● **What the exercise asks**: Go through the records and give the number of lines that include "leaf", with nothing else.

● **Data records**:
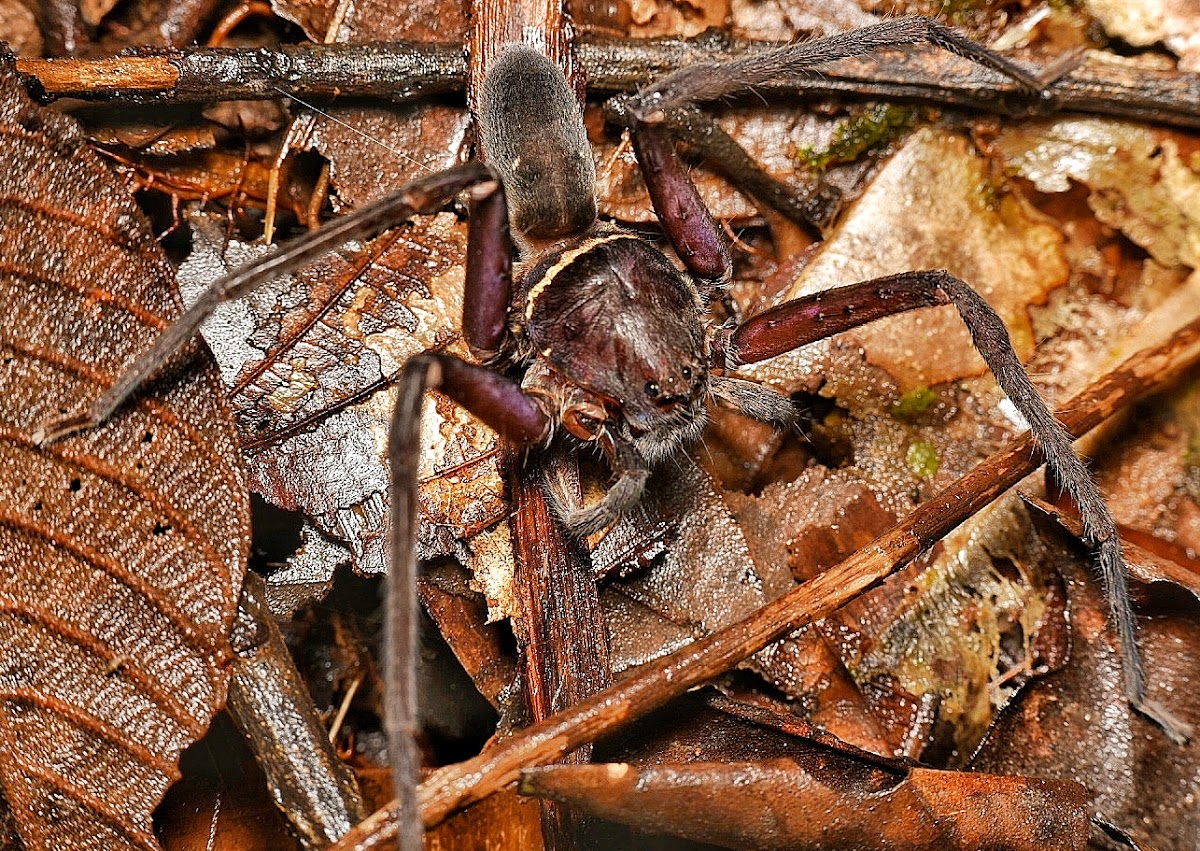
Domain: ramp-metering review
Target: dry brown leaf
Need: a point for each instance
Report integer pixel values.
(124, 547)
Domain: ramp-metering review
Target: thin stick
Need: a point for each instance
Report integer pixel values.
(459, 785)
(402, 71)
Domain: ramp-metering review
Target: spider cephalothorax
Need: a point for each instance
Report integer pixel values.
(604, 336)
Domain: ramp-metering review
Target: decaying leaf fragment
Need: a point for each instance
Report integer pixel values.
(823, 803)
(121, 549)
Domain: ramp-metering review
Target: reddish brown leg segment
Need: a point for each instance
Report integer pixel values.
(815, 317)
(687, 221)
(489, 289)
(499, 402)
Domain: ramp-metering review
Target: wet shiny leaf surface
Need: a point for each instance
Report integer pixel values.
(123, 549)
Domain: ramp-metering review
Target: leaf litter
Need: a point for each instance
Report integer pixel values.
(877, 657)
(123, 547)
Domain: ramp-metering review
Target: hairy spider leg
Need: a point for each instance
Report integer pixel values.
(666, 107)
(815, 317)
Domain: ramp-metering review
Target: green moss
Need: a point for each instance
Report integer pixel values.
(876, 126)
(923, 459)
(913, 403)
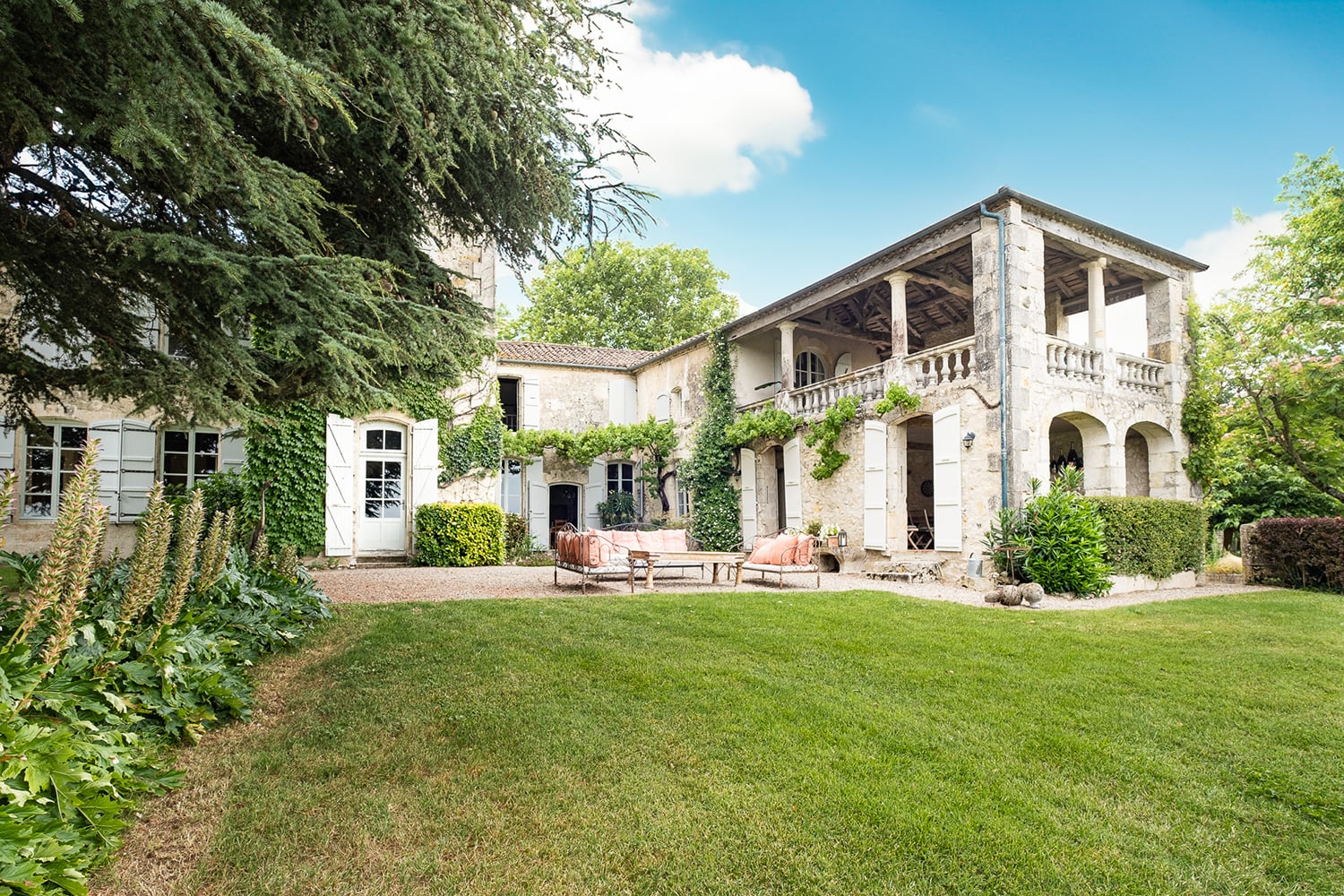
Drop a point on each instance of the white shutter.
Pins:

● **Solution for this task**: 4